--- BEGIN ---
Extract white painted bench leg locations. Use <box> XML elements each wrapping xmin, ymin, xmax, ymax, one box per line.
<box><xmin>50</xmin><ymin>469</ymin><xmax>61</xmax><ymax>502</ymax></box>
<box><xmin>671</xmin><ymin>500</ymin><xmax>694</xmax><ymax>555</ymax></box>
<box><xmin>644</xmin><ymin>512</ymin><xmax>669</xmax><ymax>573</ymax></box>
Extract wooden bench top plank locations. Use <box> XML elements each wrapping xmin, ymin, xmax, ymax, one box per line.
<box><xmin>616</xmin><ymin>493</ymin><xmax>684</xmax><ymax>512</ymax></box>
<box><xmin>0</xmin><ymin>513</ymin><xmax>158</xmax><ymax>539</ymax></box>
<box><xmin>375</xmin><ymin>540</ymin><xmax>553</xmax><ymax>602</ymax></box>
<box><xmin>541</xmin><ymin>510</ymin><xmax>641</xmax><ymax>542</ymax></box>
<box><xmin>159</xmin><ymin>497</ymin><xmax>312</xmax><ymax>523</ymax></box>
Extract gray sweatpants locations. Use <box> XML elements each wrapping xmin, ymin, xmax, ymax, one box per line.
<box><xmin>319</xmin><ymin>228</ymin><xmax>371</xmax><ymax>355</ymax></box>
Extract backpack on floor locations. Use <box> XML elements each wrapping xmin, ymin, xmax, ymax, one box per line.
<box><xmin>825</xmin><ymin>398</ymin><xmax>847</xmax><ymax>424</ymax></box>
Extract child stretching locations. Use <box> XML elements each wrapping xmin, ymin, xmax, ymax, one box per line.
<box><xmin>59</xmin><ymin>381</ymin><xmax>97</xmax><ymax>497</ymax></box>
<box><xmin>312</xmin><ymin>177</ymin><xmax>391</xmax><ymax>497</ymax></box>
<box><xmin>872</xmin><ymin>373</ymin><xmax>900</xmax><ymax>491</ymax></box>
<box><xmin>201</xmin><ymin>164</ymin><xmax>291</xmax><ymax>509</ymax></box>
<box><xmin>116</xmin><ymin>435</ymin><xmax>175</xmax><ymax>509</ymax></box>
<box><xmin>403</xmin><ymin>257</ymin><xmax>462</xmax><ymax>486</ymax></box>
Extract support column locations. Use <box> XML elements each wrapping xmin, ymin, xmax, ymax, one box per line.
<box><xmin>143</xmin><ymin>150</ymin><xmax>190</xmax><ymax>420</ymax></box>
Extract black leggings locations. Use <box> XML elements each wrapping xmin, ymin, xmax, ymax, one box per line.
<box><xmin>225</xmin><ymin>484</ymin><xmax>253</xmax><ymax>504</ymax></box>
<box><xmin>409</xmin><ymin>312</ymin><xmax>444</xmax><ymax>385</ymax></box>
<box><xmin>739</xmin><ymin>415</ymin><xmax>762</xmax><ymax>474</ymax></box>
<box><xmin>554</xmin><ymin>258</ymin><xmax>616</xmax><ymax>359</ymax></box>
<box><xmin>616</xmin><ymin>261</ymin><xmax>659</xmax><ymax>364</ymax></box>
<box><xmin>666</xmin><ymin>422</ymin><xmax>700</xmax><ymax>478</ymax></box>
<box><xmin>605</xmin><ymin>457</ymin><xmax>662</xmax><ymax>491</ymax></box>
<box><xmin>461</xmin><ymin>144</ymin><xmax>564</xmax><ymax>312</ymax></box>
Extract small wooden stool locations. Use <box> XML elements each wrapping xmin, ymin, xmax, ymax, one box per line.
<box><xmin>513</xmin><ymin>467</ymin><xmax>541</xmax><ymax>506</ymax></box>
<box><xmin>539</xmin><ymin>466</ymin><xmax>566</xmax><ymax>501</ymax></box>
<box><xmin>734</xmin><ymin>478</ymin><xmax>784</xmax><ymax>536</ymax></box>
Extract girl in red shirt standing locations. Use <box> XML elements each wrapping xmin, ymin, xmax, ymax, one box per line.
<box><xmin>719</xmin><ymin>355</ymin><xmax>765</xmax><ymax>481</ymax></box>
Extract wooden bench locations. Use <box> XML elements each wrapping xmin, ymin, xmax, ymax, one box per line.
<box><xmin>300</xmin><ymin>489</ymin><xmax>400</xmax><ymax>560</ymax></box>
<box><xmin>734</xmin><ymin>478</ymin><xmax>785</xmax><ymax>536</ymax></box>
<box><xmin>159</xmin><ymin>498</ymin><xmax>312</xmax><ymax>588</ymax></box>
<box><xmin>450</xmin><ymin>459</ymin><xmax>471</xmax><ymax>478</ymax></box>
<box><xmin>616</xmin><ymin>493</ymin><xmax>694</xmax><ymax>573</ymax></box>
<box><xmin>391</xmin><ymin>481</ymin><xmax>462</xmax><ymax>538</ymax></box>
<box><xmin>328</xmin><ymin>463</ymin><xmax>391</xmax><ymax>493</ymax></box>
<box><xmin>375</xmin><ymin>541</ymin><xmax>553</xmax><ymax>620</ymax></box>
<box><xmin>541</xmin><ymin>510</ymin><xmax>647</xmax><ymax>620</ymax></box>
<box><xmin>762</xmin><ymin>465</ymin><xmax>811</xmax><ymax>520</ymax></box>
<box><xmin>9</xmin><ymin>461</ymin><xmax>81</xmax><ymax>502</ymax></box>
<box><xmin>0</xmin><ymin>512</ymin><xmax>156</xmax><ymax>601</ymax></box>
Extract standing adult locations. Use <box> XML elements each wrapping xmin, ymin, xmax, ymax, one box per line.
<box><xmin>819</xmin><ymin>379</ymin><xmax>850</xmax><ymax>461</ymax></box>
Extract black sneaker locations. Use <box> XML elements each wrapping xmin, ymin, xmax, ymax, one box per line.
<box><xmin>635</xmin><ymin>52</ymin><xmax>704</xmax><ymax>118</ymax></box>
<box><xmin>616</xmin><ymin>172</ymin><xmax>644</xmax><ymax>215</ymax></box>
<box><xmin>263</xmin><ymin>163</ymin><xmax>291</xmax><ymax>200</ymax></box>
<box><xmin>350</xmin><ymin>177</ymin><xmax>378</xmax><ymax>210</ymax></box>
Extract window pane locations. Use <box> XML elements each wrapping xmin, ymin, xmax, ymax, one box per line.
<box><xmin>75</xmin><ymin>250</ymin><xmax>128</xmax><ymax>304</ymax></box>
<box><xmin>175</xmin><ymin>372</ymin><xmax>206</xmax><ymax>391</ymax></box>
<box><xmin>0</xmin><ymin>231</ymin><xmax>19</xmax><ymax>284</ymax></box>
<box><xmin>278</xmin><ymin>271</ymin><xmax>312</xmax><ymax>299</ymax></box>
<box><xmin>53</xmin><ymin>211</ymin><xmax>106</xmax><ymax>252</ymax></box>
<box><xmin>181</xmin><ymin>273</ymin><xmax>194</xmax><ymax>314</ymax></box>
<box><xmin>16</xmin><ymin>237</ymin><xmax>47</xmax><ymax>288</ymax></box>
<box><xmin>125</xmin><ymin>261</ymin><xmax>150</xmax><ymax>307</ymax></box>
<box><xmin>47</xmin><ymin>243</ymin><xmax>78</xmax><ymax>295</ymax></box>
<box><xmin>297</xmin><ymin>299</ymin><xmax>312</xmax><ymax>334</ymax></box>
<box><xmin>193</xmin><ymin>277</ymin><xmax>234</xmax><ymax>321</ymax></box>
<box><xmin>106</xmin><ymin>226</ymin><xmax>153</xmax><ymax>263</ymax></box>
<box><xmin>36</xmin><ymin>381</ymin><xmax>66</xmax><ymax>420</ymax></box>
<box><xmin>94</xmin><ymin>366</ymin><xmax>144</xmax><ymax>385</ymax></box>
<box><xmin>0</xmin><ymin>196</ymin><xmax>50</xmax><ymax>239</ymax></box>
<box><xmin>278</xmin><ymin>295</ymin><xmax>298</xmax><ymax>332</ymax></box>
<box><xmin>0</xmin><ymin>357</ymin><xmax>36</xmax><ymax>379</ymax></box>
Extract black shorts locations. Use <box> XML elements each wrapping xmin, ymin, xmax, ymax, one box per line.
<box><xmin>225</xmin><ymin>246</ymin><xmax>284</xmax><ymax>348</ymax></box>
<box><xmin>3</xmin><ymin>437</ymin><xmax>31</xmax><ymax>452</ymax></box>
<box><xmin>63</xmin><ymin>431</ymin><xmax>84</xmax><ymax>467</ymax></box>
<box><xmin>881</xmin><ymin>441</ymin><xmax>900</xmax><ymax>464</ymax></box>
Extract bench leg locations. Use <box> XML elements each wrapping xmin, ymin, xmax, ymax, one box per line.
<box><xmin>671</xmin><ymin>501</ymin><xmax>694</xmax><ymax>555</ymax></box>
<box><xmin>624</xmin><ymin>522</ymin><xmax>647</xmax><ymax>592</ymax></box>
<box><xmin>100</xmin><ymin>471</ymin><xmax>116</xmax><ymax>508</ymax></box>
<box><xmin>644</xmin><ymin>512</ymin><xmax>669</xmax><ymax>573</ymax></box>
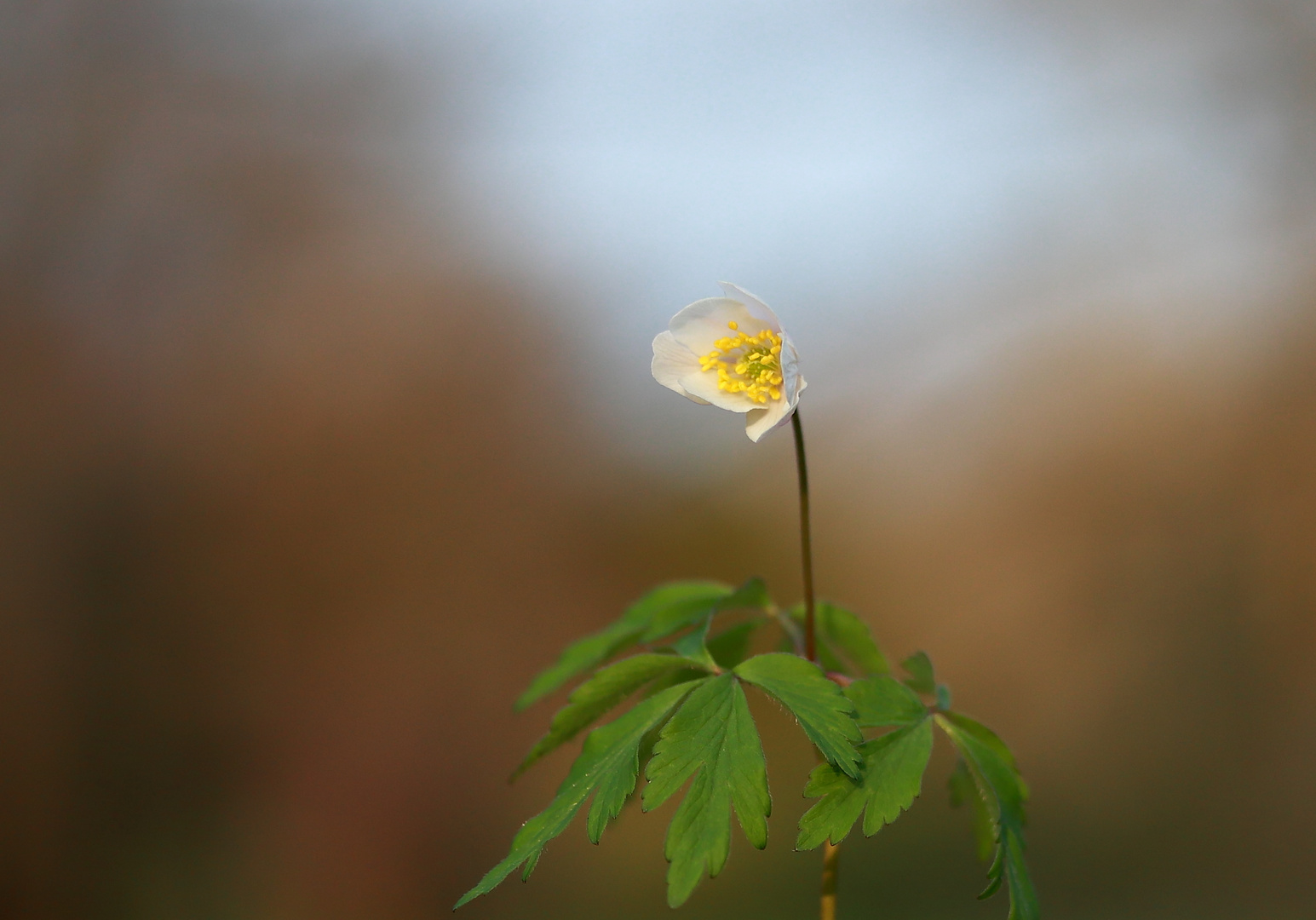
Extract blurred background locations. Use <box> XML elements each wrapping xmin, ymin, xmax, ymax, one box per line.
<box><xmin>0</xmin><ymin>0</ymin><xmax>1316</xmax><ymax>920</ymax></box>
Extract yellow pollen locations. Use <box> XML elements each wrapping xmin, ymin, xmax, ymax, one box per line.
<box><xmin>698</xmin><ymin>323</ymin><xmax>784</xmax><ymax>405</ymax></box>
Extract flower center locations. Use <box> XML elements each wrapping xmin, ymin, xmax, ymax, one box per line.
<box><xmin>698</xmin><ymin>323</ymin><xmax>782</xmax><ymax>403</ymax></box>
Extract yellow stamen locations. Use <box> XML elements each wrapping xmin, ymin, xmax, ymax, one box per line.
<box><xmin>698</xmin><ymin>327</ymin><xmax>783</xmax><ymax>405</ymax></box>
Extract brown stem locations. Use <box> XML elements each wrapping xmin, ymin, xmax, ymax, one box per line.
<box><xmin>819</xmin><ymin>840</ymin><xmax>841</xmax><ymax>920</ymax></box>
<box><xmin>791</xmin><ymin>408</ymin><xmax>819</xmax><ymax>662</ymax></box>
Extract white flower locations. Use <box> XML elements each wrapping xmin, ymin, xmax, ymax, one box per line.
<box><xmin>652</xmin><ymin>282</ymin><xmax>806</xmax><ymax>441</ymax></box>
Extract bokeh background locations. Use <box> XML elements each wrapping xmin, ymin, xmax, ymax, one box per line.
<box><xmin>0</xmin><ymin>0</ymin><xmax>1316</xmax><ymax>920</ymax></box>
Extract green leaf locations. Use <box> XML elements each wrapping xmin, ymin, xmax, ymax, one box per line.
<box><xmin>736</xmin><ymin>652</ymin><xmax>864</xmax><ymax>779</ymax></box>
<box><xmin>516</xmin><ymin>582</ymin><xmax>733</xmax><ymax>710</ymax></box>
<box><xmin>900</xmin><ymin>652</ymin><xmax>937</xmax><ymax>695</ymax></box>
<box><xmin>934</xmin><ymin>713</ymin><xmax>1041</xmax><ymax>920</ymax></box>
<box><xmin>946</xmin><ymin>760</ymin><xmax>997</xmax><ymax>862</ymax></box>
<box><xmin>452</xmin><ymin>681</ymin><xmax>698</xmax><ymax>910</ymax></box>
<box><xmin>845</xmin><ymin>674</ymin><xmax>928</xmax><ymax>727</ymax></box>
<box><xmin>795</xmin><ymin>716</ymin><xmax>932</xmax><ymax>850</ymax></box>
<box><xmin>641</xmin><ymin>578</ymin><xmax>771</xmax><ymax>642</ymax></box>
<box><xmin>512</xmin><ymin>654</ymin><xmax>710</xmax><ymax>779</ymax></box>
<box><xmin>791</xmin><ymin>601</ymin><xmax>891</xmax><ymax>676</ymax></box>
<box><xmin>705</xmin><ymin>620</ymin><xmax>759</xmax><ymax>667</ymax></box>
<box><xmin>642</xmin><ymin>674</ymin><xmax>773</xmax><ymax>907</ymax></box>
<box><xmin>671</xmin><ymin>613</ymin><xmax>719</xmax><ymax>671</ymax></box>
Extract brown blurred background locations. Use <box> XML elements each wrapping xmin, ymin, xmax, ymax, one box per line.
<box><xmin>0</xmin><ymin>0</ymin><xmax>1316</xmax><ymax>920</ymax></box>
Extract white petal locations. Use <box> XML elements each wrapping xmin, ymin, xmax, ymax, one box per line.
<box><xmin>681</xmin><ymin>367</ymin><xmax>759</xmax><ymax>412</ymax></box>
<box><xmin>652</xmin><ymin>331</ymin><xmax>708</xmax><ymax>405</ymax></box>
<box><xmin>782</xmin><ymin>331</ymin><xmax>808</xmax><ymax>408</ymax></box>
<box><xmin>669</xmin><ymin>297</ymin><xmax>777</xmax><ymax>355</ymax></box>
<box><xmin>744</xmin><ymin>399</ymin><xmax>795</xmax><ymax>444</ymax></box>
<box><xmin>717</xmin><ymin>282</ymin><xmax>782</xmax><ymax>331</ymax></box>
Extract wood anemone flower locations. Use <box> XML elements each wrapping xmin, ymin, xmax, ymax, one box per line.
<box><xmin>652</xmin><ymin>282</ymin><xmax>806</xmax><ymax>441</ymax></box>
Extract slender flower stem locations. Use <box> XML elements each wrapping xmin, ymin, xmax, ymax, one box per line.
<box><xmin>791</xmin><ymin>408</ymin><xmax>819</xmax><ymax>662</ymax></box>
<box><xmin>791</xmin><ymin>408</ymin><xmax>841</xmax><ymax>920</ymax></box>
<box><xmin>819</xmin><ymin>840</ymin><xmax>841</xmax><ymax>920</ymax></box>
--- END ---
[DIRECTIVE]: Could you express the lines as a Markdown table, starting with the line that contains "Extract white petal" and going on through the end of the rows? Use the columns No. and Line, number the lines in No., and leave out blank lines.

[FINAL RESULT]:
| No. | Line |
|---|---|
| 1 | Extract white petal locations. Use <box> XML elements each wrapping xmin, ymin, xmax, ymax, one box per line. |
| 2 | <box><xmin>681</xmin><ymin>367</ymin><xmax>759</xmax><ymax>412</ymax></box> |
| 3 | <box><xmin>652</xmin><ymin>331</ymin><xmax>708</xmax><ymax>405</ymax></box> |
| 4 | <box><xmin>782</xmin><ymin>331</ymin><xmax>808</xmax><ymax>408</ymax></box> |
| 5 | <box><xmin>669</xmin><ymin>297</ymin><xmax>777</xmax><ymax>355</ymax></box> |
| 6 | <box><xmin>744</xmin><ymin>399</ymin><xmax>795</xmax><ymax>444</ymax></box> |
| 7 | <box><xmin>717</xmin><ymin>282</ymin><xmax>782</xmax><ymax>331</ymax></box> |
| 8 | Extract wood anemone flower locations. Use <box> XML elements each wrapping xmin, ymin, xmax, ymax, one box per line. |
| 9 | <box><xmin>652</xmin><ymin>282</ymin><xmax>806</xmax><ymax>441</ymax></box> |
| 10 | Extract slender flower stem locations. Use <box> XML elements each wrapping xmin, ymin, xmax, ymax, one box per line. |
| 11 | <box><xmin>791</xmin><ymin>408</ymin><xmax>819</xmax><ymax>662</ymax></box> |
| 12 | <box><xmin>791</xmin><ymin>408</ymin><xmax>841</xmax><ymax>920</ymax></box> |
| 13 | <box><xmin>819</xmin><ymin>840</ymin><xmax>841</xmax><ymax>920</ymax></box> |